Michigan drivers should know that the development of autonomous vehicles has been a bumpy one, even resulting in fatalities. In May 2016, the driver of a Tesla vehicle on Autopilot collided with a truck and died. In March 2018, a pedestrian in Arizona was fatally struck by a self-driving Uber vehicle, forcing Uber to shut down self-driving operations in that state. However, it has since restarted its testing program on public roads in the city of Pittsburgh.
A report from the Rand Corporation has found that automakers and the developers of autonomous vehicle tech are neglecting safety in their rush to introduce self-driving cars. It states that these vehicles must be tested for millions and even billions of miles before they can be deemed reliable in preventing crashes.
Of all the makers of autonomous vehicle tech, Waymo's vehicles have put in the most miles, having been tested for 10 million miles in the real world and 7 billion miles on virtual roads. However, the report says this is still insufficient. The testing must be rigorous and cover every variable. Nvidia has announced a simulation platform called Drive Constellation that may meet the standard set by Rand. It will allow developers to test the effect of variables like weather, road conditions, traffic flow and the angle of the sun.
Victims of car accidents may find out that the other vehicle was self-driving. This will complicate the way that liability is determined, which is why victims who intend to file a personal injury claim may want to consult with a lawyer. The victim may file a claim against the driver or against the automaker depending on the situation. In either case, a lawyer may be of assistance during negotiations. If successful, victims might be reimbursed for medical expenses and other losses.

# ACTIVITY A
Transcribe the stretch of the article on autonomous vehicles from "Michigan drivers should" through "in preventing crashes.".
# ACTIVITY B
Answer these questions using the article on autonomous vehicles:
(i) In which city did Uber restart its testing program on public roads?
(ii) For how many miles have Waymo's vehicles been tested on virtual roads?
(iii) What is the name of the simulation platform Nvidia announced?
The listing has nothing to do with any of the work on the article on autonomous vehicles.

# Saved entries
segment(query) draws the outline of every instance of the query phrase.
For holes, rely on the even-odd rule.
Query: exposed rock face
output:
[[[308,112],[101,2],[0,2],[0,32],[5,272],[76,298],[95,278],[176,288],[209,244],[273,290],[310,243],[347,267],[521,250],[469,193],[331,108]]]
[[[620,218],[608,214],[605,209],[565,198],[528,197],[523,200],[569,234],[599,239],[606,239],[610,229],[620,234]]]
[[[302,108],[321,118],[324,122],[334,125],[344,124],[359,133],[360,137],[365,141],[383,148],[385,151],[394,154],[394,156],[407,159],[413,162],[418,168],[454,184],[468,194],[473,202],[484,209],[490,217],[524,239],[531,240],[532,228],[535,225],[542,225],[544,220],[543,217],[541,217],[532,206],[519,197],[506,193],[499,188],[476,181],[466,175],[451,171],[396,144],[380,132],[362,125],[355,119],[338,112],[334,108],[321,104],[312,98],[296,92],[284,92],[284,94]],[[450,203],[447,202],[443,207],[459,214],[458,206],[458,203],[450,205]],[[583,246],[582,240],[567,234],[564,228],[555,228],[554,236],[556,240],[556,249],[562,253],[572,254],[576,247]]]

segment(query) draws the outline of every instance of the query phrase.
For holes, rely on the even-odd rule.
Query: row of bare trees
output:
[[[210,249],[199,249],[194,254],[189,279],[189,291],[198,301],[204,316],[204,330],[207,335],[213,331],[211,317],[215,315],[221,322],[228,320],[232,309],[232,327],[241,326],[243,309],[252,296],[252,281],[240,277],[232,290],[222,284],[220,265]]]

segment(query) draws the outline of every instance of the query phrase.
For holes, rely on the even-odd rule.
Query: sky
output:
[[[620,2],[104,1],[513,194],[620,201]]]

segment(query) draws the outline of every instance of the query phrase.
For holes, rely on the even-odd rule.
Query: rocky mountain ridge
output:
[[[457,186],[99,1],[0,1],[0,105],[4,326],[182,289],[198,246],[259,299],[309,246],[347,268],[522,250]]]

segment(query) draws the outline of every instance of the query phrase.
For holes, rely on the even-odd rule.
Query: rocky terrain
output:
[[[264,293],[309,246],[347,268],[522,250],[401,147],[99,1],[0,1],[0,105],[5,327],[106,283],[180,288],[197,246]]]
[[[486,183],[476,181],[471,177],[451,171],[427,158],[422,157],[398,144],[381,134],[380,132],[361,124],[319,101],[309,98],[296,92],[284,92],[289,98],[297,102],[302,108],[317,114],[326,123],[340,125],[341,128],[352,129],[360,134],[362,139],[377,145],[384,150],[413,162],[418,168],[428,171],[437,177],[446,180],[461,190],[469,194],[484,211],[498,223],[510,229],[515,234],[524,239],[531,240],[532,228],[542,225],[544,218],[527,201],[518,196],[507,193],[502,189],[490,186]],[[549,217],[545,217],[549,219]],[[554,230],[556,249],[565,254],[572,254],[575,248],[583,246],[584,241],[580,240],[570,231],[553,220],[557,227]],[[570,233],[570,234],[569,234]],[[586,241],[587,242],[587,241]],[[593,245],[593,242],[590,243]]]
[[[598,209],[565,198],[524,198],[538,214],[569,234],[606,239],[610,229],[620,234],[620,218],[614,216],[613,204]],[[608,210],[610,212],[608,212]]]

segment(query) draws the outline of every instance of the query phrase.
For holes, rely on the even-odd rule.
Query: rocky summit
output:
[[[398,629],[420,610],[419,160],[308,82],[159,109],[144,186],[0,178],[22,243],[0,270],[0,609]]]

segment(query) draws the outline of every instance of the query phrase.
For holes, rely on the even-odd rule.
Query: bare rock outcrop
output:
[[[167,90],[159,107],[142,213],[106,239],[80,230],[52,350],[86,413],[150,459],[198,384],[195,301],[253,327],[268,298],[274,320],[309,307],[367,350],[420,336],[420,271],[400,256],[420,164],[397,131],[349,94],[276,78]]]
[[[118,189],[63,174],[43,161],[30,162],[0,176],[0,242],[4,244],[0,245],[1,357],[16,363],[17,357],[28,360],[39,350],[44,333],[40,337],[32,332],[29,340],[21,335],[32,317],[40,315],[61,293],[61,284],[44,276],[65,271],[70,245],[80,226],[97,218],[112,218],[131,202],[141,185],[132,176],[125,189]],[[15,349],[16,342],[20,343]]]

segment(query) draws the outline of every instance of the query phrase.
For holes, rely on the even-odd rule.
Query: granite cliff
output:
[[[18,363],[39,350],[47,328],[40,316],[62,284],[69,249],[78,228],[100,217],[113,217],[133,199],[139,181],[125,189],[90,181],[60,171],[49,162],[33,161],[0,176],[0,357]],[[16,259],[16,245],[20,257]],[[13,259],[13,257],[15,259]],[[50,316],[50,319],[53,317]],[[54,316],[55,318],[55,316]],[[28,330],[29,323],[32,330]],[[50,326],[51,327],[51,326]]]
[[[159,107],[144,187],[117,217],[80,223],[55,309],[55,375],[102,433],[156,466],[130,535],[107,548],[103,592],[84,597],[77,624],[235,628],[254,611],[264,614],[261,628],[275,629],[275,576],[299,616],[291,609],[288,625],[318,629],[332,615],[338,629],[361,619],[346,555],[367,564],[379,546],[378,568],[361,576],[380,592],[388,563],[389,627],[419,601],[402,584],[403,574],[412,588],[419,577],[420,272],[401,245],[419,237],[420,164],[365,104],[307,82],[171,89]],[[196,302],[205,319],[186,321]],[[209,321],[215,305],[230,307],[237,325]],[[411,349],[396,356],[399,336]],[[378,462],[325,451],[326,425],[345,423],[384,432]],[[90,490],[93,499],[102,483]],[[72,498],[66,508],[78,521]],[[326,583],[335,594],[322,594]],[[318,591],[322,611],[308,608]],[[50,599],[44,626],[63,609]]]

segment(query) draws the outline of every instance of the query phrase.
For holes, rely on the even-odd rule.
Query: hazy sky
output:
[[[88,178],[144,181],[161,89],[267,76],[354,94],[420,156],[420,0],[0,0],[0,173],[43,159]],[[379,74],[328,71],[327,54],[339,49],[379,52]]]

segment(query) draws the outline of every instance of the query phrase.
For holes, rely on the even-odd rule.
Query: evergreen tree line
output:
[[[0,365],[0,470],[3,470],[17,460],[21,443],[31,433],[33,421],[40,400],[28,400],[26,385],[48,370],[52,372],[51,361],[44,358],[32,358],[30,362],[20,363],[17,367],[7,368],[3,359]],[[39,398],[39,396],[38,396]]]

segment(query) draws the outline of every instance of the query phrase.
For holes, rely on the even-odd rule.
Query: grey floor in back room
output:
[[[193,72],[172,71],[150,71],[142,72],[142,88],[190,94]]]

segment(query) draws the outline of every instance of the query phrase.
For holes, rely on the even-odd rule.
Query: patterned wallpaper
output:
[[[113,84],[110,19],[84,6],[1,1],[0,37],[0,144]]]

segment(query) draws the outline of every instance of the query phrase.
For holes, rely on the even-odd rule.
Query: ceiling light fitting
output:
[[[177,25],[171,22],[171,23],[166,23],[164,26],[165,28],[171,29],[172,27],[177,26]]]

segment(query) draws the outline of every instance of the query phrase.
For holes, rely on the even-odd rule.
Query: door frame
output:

# RESPONSE A
Michigan drivers should know that the development of autonomous vehicles has been a bumpy one, even resulting in fatalities. In May 2016, the driver of a Tesla vehicle on Autopilot collided with a truck and died. In March 2018, a pedestrian in Arizona was fatally struck by a self-driving Uber vehicle, forcing Uber to shut down self-driving operations in that state. However, it has since restarted its testing program on public roads in the city of Pittsburgh.
A report from the Rand Corporation has found that automakers and the developers of autonomous vehicle tech are neglecting safety in their rush to introduce self-driving cars. It states that these vehicles must be tested for millions and even billions of miles before they can be deemed reliable in preventing crashes.

# RESPONSE B
(i) Pittsburgh
(ii) 7 billion miles
(iii) Drive Constellation